Dataset records
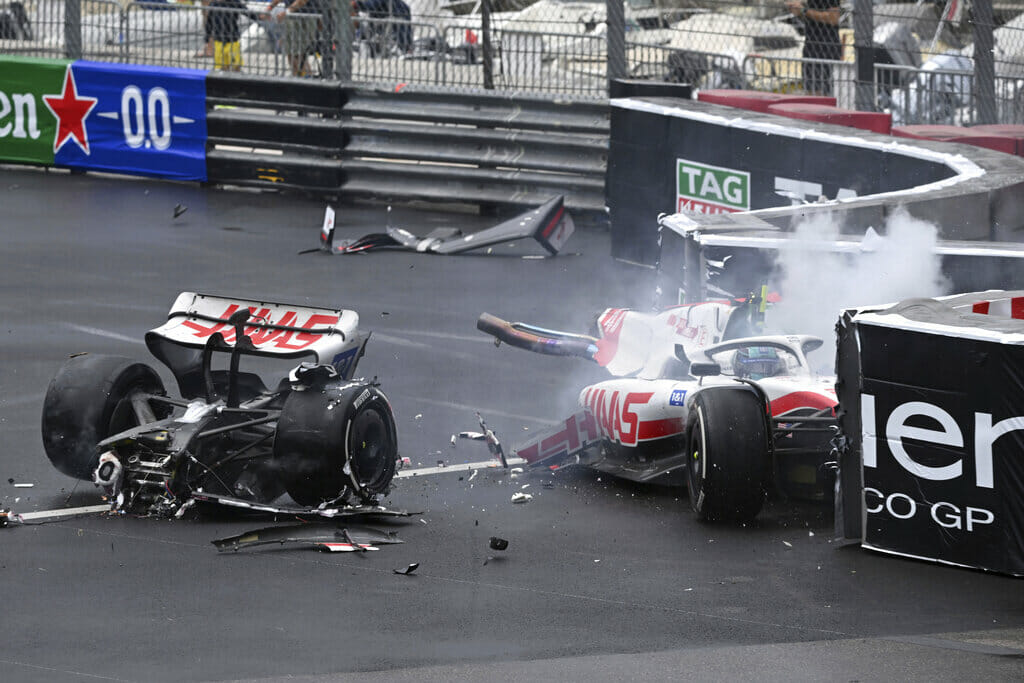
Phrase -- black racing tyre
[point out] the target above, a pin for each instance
(88, 400)
(729, 463)
(336, 439)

(EXERCISE REQUIREMENTS)
Repeat only the stretch of lines that begins at the line containing "[point out] the" and ends at the last line above, both included.

(RESPONSE AREA)
[point out] the target above, a pin for each instance
(88, 400)
(729, 463)
(336, 439)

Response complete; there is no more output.